> _STATED TASK_:
What is needed is an exact copy of the entries below, from the line that contains "Please mark the second man's ear, one" through the final line, both included, and nothing else.

───

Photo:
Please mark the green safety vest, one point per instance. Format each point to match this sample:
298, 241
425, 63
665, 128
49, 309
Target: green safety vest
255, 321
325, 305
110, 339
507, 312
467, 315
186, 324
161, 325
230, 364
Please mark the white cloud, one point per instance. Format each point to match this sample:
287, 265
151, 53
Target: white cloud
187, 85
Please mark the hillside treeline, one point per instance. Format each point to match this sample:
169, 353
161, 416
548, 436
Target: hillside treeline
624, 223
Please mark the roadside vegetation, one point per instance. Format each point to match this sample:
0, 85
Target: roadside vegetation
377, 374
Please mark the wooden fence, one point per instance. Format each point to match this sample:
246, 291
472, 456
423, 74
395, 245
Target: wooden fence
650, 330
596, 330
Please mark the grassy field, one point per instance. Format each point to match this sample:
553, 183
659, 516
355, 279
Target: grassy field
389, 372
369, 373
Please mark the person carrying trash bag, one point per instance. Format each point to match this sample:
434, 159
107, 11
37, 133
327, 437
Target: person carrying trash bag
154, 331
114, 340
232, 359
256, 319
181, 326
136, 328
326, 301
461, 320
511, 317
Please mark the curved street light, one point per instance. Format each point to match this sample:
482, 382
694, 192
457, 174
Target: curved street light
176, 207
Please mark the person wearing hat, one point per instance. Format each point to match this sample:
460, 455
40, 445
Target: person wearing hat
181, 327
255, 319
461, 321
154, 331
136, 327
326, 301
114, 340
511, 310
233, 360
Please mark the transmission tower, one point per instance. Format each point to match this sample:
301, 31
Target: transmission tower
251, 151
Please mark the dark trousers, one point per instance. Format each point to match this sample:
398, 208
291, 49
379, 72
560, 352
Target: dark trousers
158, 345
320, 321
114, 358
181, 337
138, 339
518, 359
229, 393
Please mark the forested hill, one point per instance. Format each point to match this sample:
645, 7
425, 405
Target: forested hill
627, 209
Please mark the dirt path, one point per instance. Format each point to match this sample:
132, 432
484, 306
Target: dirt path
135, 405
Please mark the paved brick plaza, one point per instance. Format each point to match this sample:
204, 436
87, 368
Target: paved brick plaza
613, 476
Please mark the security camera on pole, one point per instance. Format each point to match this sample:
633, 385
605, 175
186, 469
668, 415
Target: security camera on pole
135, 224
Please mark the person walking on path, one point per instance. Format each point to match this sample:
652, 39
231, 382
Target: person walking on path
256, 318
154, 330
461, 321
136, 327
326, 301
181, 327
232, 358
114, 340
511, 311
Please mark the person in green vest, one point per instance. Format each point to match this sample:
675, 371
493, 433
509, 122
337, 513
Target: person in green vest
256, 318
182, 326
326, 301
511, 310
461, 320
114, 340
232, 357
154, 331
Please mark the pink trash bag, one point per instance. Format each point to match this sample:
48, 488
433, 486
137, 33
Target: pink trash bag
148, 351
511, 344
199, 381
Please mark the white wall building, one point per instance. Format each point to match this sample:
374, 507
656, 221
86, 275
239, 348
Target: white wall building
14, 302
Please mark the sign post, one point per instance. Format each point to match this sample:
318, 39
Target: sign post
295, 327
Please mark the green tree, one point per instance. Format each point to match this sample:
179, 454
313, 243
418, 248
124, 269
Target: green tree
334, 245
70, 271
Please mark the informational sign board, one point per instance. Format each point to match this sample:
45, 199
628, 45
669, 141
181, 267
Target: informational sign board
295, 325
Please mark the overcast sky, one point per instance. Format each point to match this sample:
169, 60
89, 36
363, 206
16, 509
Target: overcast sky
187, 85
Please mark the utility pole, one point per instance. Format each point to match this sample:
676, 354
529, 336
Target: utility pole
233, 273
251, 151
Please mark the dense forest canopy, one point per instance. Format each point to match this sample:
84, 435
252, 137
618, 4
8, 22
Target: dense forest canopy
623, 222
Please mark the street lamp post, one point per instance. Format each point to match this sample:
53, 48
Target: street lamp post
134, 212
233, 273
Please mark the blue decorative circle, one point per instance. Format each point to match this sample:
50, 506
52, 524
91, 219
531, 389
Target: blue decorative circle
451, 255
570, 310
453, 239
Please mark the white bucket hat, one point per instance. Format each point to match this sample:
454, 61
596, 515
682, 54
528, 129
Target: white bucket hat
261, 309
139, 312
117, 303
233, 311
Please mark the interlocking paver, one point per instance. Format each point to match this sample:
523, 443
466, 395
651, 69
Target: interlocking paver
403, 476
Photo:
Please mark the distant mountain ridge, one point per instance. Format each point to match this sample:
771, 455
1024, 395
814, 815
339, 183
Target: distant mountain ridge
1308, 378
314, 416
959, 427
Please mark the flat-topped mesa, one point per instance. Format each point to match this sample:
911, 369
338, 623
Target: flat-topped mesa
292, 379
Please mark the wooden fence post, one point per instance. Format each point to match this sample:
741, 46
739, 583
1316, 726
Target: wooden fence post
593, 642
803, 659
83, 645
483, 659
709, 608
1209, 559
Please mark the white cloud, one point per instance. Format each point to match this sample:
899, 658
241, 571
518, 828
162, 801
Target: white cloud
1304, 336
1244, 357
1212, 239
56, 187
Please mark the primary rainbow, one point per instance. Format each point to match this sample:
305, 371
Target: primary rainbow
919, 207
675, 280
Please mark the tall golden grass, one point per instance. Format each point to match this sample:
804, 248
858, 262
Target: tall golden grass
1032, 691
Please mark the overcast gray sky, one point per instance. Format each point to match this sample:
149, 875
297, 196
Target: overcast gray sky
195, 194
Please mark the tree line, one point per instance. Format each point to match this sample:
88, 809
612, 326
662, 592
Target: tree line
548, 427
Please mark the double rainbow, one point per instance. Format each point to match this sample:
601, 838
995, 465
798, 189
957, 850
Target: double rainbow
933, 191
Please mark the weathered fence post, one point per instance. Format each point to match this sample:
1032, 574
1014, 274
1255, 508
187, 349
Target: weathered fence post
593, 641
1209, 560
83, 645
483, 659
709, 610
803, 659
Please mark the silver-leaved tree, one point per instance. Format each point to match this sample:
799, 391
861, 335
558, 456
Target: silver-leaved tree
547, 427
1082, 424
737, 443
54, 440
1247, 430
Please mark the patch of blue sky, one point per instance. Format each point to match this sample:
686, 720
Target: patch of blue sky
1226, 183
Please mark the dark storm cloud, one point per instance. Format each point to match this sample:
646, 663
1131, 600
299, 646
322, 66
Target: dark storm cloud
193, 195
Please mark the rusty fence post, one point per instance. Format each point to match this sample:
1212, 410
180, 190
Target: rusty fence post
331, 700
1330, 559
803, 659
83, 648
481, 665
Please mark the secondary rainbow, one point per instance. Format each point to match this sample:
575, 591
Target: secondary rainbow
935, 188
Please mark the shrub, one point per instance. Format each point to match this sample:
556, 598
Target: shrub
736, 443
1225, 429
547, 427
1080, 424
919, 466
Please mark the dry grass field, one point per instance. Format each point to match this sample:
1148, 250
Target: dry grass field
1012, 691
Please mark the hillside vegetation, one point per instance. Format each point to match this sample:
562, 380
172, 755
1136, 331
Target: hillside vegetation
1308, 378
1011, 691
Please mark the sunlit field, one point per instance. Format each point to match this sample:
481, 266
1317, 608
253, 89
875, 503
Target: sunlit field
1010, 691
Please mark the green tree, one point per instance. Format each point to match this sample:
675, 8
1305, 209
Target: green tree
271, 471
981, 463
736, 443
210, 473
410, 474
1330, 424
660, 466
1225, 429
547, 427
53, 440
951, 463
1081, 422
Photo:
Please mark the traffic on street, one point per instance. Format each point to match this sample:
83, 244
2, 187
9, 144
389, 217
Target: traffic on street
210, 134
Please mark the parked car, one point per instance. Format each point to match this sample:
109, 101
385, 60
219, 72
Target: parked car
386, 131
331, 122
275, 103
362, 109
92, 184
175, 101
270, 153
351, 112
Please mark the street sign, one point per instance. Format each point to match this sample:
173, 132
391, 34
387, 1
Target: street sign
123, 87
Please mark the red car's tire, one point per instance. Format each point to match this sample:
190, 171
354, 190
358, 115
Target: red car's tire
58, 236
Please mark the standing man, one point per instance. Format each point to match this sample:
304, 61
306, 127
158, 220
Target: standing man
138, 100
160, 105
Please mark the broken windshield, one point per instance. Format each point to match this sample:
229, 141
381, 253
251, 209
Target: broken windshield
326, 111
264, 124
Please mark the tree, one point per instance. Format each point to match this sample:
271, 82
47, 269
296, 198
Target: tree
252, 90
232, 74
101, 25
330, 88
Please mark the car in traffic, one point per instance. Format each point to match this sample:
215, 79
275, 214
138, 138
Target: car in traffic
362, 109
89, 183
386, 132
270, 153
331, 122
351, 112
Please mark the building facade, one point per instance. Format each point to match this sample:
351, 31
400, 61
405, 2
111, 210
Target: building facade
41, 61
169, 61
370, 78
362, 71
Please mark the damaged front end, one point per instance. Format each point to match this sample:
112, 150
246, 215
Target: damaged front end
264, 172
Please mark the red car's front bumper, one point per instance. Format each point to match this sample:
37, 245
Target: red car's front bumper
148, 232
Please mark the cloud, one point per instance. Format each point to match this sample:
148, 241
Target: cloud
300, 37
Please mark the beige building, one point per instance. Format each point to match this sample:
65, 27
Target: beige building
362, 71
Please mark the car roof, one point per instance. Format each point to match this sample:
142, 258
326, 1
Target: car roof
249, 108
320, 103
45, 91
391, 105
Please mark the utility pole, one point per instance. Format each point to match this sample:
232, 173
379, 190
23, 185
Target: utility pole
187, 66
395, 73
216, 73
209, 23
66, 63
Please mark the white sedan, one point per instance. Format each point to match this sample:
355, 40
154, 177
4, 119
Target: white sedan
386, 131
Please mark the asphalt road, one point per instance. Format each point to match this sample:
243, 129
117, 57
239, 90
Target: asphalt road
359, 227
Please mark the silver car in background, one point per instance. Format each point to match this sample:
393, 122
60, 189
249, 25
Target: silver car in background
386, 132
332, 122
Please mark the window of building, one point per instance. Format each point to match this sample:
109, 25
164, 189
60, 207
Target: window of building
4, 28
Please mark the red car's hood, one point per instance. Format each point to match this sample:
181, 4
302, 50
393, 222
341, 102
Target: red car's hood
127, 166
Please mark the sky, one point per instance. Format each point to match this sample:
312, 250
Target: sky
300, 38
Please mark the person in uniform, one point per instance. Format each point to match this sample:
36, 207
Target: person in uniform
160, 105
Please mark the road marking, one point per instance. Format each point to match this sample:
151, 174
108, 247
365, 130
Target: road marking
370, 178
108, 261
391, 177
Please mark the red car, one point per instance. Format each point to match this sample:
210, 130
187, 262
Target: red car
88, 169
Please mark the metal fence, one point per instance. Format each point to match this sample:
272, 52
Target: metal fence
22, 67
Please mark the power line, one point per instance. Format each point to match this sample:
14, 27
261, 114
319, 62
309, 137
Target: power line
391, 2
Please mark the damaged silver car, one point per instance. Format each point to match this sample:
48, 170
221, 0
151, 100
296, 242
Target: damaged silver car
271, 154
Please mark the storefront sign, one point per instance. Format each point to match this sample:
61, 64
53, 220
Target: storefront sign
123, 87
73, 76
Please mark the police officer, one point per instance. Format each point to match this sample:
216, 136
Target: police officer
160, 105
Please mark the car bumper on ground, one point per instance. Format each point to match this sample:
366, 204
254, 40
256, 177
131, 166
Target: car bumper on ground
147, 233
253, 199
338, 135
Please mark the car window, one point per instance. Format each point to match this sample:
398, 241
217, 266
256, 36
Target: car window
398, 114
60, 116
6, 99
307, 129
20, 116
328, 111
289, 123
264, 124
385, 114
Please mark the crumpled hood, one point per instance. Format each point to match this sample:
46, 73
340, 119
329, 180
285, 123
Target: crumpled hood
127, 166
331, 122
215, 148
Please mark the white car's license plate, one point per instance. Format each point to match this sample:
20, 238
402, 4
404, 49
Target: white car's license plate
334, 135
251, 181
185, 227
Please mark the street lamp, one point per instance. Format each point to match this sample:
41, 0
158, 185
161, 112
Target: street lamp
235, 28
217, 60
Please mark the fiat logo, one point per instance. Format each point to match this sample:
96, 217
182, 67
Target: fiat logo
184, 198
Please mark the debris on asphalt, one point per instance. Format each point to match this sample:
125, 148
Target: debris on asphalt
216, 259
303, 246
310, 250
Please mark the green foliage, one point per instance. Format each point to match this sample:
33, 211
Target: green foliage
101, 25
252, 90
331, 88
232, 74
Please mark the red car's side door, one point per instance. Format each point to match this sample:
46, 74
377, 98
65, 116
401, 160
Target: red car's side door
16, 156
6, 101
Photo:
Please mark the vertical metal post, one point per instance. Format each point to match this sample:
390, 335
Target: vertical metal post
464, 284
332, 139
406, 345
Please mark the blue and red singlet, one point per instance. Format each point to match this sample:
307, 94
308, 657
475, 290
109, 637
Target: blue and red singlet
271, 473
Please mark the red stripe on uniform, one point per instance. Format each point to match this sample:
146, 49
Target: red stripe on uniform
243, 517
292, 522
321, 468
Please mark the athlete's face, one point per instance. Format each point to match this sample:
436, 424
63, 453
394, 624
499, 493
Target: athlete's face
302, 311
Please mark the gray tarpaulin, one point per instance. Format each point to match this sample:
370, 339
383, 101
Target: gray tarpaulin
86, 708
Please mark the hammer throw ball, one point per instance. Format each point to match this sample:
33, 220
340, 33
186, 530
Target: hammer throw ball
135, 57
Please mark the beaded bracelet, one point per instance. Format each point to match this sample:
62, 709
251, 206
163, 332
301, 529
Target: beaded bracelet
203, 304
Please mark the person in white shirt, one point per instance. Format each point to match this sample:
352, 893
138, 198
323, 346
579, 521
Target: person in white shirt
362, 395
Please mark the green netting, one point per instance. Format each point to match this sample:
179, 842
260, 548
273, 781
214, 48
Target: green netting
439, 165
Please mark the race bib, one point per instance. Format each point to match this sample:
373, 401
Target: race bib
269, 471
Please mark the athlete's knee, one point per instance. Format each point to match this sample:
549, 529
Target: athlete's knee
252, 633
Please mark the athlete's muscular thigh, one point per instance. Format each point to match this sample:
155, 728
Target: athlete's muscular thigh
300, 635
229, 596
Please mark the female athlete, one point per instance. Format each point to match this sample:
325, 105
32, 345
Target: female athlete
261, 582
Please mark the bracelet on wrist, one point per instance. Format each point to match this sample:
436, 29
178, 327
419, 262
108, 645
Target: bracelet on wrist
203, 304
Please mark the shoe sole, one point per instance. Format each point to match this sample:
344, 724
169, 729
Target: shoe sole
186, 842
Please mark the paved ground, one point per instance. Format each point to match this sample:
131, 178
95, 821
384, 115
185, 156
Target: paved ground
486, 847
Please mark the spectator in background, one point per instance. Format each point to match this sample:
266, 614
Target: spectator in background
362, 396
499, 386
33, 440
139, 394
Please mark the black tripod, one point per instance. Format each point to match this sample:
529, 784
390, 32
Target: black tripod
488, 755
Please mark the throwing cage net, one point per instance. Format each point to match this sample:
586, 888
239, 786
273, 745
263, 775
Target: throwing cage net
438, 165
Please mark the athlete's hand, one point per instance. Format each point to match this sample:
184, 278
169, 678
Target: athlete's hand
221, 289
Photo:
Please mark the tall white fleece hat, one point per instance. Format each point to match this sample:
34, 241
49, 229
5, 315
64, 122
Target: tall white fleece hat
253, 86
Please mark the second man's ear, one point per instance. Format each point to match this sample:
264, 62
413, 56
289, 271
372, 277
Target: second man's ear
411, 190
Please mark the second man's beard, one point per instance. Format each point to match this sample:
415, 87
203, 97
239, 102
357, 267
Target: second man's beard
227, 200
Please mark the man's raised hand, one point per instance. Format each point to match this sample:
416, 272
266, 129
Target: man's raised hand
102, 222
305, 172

───

> _SOLUTION TO THIS PROBLEM_:
Please mark the second man's ear, one point per instance. Format each point to match this sample:
264, 62
413, 56
289, 271
372, 277
Target: second man's ear
411, 190
Please mark the second man's beard, one point per instance. Format each point to match this sample:
415, 87
203, 97
239, 102
357, 267
Target: second man's beard
227, 200
Please mark the man's raised hand, one point per instance. Format each point to match this sample:
416, 272
266, 129
Target: man's raised hand
102, 222
305, 172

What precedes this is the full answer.